= ВЫБРАННЫЙ ОТРЫВОК =
==============================
Неровная грунтовая дорога подкидывает местами экипаж, но она укатана и, в общем, сносная. Быстро мелькает изгородь полевая, цокают подковы, вылетают из-под ног искры и мягко колышется экипаж. Едем молча. Приятно обдувает ветерок. От самой Ягошихи до мотовилихинских Горок, до спуска в Мотовилиху мы едем полной рысью. И [Дрокин] круто осаживает гнедого около спуска, а потом оборачивается и спрашивает:
— Доволен? Ведь это красота, а не лошадь. Такой громадный экипаж и с двоими седоками, а она идет такой рысью около трех верст.
— Да, лошадь хорошая, а мы все-таки их не догнали. Значит, прав я.
— Да, это верно.
Спустились с горы на Большую улицу и видим на дороге около милиции два экипажа. «Ага, это они, ожидают», — мелькает в голове.
Подъезжаем рысью. Я соскакиваю, и мне навстречу Жужгов.
Спрашиваю:
— Долго ждете?
— Нет, только что приехали.
— Хорошо. Значит, за Малую Язовую?
— Да.
— Взяли, что нужно?
— Что?
— Ну, лопаты, топор для могилы.
— Взяли.
— Управитесь одни, или мне ехать с вами?
— Если доверяешь, Ильич, то оставайся здесь и жди. Теперь ведь все просто и несложно, без тебя все сделаем.
— Ну, хорошо. Только одно: все ценности, что на них есть, бросить вместе с ними в могилу. Ничего не брать. Поняли?
— Хорошо, хорошо.
— Другое. Постарайтесь пристрелить врасплох, незаметно. Меньше всяких переживаний: сзади в затылок. А не ехать ли мне?
— Ну что ты поедешь? Неужели мы этого не сделаем?
— Ну, так двигайте. Я вас жду здесь, в милиции. Скорее. Они тронулись. Я поглядел им вслед и пошел в милицию.
==============================
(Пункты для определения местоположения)

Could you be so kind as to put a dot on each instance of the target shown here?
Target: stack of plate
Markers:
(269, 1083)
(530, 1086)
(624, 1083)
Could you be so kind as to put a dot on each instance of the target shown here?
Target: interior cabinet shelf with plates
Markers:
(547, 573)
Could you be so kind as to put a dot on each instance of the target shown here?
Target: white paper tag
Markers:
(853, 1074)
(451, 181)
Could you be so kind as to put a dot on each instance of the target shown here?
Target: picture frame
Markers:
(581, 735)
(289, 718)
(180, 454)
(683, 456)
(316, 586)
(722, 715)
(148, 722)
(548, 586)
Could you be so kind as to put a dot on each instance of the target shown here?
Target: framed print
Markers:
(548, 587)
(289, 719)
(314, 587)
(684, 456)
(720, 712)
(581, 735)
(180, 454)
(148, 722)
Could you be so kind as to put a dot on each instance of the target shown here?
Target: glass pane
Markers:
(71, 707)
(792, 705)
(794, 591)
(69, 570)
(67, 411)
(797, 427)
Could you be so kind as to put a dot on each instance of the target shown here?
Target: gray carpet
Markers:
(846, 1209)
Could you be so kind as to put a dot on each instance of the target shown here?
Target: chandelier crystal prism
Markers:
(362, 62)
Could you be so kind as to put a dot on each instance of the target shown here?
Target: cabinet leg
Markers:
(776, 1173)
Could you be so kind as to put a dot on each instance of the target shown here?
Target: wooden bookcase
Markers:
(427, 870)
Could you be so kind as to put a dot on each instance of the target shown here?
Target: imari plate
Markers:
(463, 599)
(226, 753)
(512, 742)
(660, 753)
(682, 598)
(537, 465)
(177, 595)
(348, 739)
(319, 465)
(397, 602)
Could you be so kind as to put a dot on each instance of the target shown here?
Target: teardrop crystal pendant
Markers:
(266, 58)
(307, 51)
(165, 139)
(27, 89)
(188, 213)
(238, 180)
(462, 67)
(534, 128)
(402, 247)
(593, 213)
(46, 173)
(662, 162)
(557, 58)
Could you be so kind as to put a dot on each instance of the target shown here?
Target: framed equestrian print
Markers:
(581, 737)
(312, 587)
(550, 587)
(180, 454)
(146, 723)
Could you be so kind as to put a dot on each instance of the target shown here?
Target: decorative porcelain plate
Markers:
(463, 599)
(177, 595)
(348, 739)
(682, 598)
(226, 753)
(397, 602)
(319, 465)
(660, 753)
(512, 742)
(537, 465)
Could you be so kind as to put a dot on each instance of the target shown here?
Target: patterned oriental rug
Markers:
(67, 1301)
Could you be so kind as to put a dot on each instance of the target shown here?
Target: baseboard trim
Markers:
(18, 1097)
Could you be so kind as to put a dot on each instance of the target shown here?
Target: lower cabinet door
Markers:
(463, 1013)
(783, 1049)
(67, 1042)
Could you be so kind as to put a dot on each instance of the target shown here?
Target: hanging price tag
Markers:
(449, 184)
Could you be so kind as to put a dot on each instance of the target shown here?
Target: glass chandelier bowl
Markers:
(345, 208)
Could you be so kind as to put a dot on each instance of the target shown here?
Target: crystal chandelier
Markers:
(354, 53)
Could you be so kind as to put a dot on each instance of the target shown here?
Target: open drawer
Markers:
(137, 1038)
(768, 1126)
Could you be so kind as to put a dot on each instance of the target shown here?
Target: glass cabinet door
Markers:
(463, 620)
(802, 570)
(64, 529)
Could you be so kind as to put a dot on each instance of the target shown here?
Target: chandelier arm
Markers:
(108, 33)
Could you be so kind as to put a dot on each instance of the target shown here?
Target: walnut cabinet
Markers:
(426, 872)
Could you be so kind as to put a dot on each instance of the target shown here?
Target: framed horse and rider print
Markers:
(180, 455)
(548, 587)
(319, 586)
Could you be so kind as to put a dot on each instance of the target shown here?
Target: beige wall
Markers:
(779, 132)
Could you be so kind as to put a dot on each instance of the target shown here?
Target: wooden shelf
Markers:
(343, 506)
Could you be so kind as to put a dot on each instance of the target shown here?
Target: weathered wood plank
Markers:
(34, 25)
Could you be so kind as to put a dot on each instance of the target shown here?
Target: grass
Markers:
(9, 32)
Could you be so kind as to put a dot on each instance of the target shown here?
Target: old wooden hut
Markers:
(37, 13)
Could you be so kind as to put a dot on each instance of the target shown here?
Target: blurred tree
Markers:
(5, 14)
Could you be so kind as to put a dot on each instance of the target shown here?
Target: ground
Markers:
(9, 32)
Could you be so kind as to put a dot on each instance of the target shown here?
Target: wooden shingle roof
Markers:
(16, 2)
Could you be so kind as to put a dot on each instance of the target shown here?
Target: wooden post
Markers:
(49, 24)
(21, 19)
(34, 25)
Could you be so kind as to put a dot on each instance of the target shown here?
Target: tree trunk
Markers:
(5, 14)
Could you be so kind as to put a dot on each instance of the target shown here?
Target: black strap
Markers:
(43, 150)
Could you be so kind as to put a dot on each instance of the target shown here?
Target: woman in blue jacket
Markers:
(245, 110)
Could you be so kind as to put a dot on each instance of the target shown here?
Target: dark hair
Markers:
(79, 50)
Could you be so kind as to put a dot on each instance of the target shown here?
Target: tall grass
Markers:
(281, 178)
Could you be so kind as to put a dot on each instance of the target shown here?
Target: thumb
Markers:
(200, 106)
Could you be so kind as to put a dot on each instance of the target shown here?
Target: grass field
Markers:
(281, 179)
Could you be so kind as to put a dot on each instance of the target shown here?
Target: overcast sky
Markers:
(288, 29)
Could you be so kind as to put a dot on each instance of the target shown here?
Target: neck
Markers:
==============================
= УСЛОВИЕ ЗАДАЧИ 1 =
Перепишите из отрывка всё, начиная со слов «Спустились с горы» и ниже, до слов «не брать. Поняли?» включительно.
= УСЛОВИЕ ЗАДАЧИ 2 =
Перескажите отрывок в двух предложениях.

= ПОЛНЫЙ ОТВЕТ 1 =
Спустились с горы на Большую улицу и видим на дороге около милиции два экипажа. «Ага, это они, ожидают», — мелькает в голове.
Подъезжаем рысью. Я соскакиваю, и мне навстречу Жужгов.
Спрашиваю:
— Долго ждете?
— Нет, только что приехали.
— Хорошо. Значит, за Малую Язовую?
— Да.
— Взяли, что нужно?
— Что?
— Ну, лопаты, топор для могилы.
— Взяли.
— Управитесь одни, или мне ехать с вами?
— Если доверяешь, Ильич, то оставайся здесь и жди. Теперь ведь все просто и несложно, без тебя все сделаем.
— Ну, хорошо. Только одно: все ценности, что на них есть, бросить вместе с ними в могилу. Ничего не брать. Поняли?

= ПОЛНЫЙ ОТВЕТ 2 =
Рассказчик и Дрокин полной рысью доезжают до спуска в Мотовилиху, а на Большой улице у милиции видят два экипажа, и навстречу рассказчику выходит Жужгов. Рассказчик велит бросить все ценности вместе с ними в могилу и стрелять врасплох, сзади в затылок, а сам остаётся ждать в милиции.